## Written request:
Copy out the entries word for word, starting at the line that contains "--target=green rice plant" and continuing through the final line of the entries.

## Exercise input:
>> BEGIN
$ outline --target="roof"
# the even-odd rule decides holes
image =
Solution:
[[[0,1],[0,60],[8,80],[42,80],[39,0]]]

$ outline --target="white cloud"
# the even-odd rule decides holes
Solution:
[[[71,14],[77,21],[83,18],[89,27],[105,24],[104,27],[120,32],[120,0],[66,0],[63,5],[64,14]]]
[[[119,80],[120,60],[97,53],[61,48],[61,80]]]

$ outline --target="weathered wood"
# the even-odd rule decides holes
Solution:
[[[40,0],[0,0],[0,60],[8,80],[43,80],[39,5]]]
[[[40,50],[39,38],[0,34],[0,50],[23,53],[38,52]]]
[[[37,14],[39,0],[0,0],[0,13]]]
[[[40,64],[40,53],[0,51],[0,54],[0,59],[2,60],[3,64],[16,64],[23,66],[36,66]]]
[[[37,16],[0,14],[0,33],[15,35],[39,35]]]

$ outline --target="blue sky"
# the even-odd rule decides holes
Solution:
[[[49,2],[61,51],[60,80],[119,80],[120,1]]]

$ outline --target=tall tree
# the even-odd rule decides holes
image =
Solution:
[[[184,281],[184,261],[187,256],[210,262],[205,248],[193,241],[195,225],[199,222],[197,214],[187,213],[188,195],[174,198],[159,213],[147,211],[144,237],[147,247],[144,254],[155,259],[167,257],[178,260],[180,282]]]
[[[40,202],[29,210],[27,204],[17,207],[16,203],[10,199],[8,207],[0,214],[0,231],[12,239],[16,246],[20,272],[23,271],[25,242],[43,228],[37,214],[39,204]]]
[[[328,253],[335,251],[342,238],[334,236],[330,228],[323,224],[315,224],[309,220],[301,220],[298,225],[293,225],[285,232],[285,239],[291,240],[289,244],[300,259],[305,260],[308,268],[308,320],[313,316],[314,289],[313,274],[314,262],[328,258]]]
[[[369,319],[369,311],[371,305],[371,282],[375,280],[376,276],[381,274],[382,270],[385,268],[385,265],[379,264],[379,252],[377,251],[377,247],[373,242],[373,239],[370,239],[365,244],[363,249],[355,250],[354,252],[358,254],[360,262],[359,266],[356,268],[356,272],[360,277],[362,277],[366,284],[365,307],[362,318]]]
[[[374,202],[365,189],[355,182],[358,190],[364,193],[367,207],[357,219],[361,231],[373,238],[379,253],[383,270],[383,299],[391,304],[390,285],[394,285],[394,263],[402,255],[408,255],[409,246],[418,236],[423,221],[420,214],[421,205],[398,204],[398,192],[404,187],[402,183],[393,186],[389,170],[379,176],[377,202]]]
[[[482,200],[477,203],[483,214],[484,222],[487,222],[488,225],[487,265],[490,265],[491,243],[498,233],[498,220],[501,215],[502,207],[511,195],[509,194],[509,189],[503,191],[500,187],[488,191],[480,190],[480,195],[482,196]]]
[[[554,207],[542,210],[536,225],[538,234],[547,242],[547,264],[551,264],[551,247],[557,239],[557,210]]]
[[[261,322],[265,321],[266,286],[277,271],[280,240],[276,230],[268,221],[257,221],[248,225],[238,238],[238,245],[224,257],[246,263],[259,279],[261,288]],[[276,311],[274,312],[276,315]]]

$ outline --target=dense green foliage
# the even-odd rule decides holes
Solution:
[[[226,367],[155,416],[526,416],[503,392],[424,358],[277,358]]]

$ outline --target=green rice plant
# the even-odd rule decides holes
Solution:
>> END
## Expected output:
$ outline --target=green rice plant
# the even-odd rule decides holes
Solution:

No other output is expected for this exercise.